## Source data:
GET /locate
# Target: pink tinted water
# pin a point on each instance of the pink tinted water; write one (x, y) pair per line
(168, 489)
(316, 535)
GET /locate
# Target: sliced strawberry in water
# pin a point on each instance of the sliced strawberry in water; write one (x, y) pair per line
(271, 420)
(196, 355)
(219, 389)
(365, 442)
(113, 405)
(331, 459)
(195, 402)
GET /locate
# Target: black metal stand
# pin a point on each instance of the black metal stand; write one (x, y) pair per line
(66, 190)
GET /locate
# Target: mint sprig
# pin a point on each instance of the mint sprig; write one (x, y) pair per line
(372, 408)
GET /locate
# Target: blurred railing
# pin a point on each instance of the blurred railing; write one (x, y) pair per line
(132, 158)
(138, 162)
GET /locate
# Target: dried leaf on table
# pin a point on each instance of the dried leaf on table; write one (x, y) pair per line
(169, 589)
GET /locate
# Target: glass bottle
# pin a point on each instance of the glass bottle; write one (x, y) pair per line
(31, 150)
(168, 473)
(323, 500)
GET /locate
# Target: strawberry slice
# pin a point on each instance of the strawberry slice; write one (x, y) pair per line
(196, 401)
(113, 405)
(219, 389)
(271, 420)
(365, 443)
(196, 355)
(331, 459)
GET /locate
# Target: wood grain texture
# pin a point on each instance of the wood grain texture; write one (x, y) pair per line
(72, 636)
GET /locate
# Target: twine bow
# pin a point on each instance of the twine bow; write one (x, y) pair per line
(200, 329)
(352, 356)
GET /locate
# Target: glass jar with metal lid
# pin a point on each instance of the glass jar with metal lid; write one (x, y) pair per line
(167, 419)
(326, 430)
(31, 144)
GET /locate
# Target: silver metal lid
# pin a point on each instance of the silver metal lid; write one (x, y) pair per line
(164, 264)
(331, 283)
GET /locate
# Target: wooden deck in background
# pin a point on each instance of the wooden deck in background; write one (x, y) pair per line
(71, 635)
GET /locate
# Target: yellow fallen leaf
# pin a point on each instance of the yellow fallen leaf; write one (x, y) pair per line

## Work to be completed:
Write out the records above again, keeping each one identical to the original.

## Exercise response:
GET /locate
# Target: pink tinted water
# pin a point on each instance of the pink tinted water; write one (x, y) pair per line
(168, 489)
(316, 535)
GET /locate
# Target: sliced strawberry in water
# pin a point on each instance of the sliced strawberry in water; write one (x, y) pair per line
(271, 420)
(196, 355)
(219, 389)
(365, 442)
(113, 405)
(331, 459)
(195, 402)
GET /locate
# Target: black metal stand
# pin a point on each instance of the black metal stand; write one (x, y) pair per line
(66, 190)
GET /locate
# Target: mint sprig
# pin a point on each instance of the mint sprig; write one (x, y) pair per line
(372, 408)
GET /locate
# Target: blurred railing
# pin a point on each instance of the blurred railing; write one (x, y) pair per line
(132, 158)
(138, 162)
GET /locate
# Target: dried leaf on table
# pin a point on each instance of the dried leaf on table; write one (x, y) pair per line
(169, 589)
GET /locate
# Target: glass bottle
# pin a point on each instance of the glass bottle; write one (x, y) pair per line
(31, 150)
(168, 473)
(323, 500)
GET /locate
# Target: strawberry slice
# pin a point on each instance of the strawberry slice; write one (x, y) pair per line
(196, 401)
(113, 405)
(219, 389)
(271, 420)
(365, 443)
(196, 355)
(331, 459)
GET /locate
# Target: wood grain texture
# pin a point on each instance of the wood grain texture; write one (x, y) pair per line
(72, 636)
GET /locate
# Target: twine bow
# pin a point on each instance of the twine bow; write one (x, y) pair per line
(200, 329)
(352, 356)
GET /locate
# Target: glass jar with metal lid
# pin a point on each instance of the glass jar with metal lid; write one (x, y) pair per line
(167, 419)
(326, 430)
(31, 144)
GET /locate
# Target: silver metal lid
# pin a point on each instance of the silver metal lid; write one (x, y) pair per line
(164, 264)
(331, 283)
GET /locate
# Target: wooden deck in background
# pin a point on each instance of the wooden deck in background; write one (x, y) pair per line
(71, 635)
GET /locate
# Target: yellow fallen leaf
# pin a point on each instance of the yellow fallen leaf; write one (x, y) pair per line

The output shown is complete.